--- What is expected ---
Your reply should be made up of every line in the records below that holds the string "rough".

[Dataset entries]
§
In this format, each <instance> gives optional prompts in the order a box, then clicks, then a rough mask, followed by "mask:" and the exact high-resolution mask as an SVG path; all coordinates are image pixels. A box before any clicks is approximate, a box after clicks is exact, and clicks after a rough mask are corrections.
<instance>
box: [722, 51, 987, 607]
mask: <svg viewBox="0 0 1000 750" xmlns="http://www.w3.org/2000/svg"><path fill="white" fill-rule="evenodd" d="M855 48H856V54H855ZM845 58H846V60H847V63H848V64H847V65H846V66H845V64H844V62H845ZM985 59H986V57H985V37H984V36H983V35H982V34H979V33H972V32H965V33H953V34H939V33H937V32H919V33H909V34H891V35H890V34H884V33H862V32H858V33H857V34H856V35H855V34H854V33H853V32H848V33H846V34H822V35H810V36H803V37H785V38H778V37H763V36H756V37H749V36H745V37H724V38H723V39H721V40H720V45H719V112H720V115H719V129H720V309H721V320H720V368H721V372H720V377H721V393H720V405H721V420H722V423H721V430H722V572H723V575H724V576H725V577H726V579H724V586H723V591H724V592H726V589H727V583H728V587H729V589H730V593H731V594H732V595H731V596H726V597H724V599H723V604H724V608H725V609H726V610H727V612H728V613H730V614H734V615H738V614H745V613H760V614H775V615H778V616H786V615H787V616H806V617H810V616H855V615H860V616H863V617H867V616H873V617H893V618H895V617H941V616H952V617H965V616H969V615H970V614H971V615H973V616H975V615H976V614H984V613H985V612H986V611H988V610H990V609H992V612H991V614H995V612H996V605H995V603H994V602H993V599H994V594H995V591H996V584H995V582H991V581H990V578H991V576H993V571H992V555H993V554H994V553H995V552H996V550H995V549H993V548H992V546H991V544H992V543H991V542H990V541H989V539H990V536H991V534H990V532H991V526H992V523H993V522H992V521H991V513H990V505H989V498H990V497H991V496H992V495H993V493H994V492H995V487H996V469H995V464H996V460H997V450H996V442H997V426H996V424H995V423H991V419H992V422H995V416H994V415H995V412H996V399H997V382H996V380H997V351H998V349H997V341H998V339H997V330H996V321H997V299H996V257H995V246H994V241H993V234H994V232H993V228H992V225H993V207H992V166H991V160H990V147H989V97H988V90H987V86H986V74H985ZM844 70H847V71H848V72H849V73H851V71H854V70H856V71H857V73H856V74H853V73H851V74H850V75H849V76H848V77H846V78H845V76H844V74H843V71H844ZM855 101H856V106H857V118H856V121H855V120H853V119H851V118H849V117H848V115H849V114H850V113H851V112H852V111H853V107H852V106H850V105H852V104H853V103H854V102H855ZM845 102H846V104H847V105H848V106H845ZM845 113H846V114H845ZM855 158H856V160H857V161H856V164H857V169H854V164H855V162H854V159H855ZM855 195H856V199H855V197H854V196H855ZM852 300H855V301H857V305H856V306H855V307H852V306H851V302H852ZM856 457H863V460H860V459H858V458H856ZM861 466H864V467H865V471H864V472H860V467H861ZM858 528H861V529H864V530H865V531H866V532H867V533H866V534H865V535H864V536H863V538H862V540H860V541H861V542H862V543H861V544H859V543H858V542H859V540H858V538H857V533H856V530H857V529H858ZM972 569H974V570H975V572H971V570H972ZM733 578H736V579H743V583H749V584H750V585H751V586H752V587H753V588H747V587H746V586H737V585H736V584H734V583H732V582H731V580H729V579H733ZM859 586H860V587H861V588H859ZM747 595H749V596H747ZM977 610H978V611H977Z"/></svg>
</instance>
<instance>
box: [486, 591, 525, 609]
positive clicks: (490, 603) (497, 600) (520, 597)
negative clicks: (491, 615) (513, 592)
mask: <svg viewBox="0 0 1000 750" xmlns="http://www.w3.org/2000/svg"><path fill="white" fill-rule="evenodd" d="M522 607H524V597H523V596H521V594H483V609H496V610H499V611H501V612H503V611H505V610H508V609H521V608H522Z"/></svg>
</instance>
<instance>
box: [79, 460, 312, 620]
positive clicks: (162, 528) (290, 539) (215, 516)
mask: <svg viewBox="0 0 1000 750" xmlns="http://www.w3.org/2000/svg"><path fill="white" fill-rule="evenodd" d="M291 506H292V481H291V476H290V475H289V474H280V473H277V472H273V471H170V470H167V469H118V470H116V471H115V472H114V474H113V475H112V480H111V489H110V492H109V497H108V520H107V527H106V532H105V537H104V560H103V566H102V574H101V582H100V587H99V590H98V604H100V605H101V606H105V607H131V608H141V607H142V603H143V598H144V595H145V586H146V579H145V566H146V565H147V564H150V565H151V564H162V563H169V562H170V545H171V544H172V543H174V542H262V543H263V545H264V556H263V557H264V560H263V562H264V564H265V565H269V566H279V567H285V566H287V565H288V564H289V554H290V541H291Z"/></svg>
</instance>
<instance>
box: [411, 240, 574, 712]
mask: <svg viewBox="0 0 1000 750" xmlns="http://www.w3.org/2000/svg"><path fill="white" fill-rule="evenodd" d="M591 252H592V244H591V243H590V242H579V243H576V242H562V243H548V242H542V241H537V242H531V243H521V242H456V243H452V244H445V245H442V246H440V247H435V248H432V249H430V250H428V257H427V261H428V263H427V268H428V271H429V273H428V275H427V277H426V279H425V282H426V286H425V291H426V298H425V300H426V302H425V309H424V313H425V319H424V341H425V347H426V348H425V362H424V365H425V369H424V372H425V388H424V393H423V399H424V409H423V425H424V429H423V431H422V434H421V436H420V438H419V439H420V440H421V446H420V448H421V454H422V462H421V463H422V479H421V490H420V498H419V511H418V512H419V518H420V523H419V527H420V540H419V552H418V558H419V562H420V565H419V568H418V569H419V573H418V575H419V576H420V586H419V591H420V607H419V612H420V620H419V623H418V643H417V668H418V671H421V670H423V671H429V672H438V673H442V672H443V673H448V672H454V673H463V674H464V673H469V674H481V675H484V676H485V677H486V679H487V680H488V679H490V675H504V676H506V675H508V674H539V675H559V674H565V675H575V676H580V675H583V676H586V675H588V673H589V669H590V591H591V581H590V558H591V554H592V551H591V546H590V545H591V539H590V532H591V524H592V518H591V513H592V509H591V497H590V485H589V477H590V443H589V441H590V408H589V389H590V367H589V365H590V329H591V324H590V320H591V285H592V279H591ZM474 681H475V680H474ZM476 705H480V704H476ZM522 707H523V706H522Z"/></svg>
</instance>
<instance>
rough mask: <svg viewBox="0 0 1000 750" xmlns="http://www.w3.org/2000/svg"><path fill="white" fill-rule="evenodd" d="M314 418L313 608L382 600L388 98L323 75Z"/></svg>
§
--- Completed task ---
In this format, each <instance> gives optional prompts in the order a box, then clicks, then a rough mask, followed by "mask:" and the exact high-resolution mask as an SVG path; all coordinates are image pixels. A box before any clicks is approximate, a box after clicks is exact, and clicks after a rough mask are corrections.
rough mask: <svg viewBox="0 0 1000 750" xmlns="http://www.w3.org/2000/svg"><path fill="white" fill-rule="evenodd" d="M314 418L313 608L382 600L388 98L323 75Z"/></svg>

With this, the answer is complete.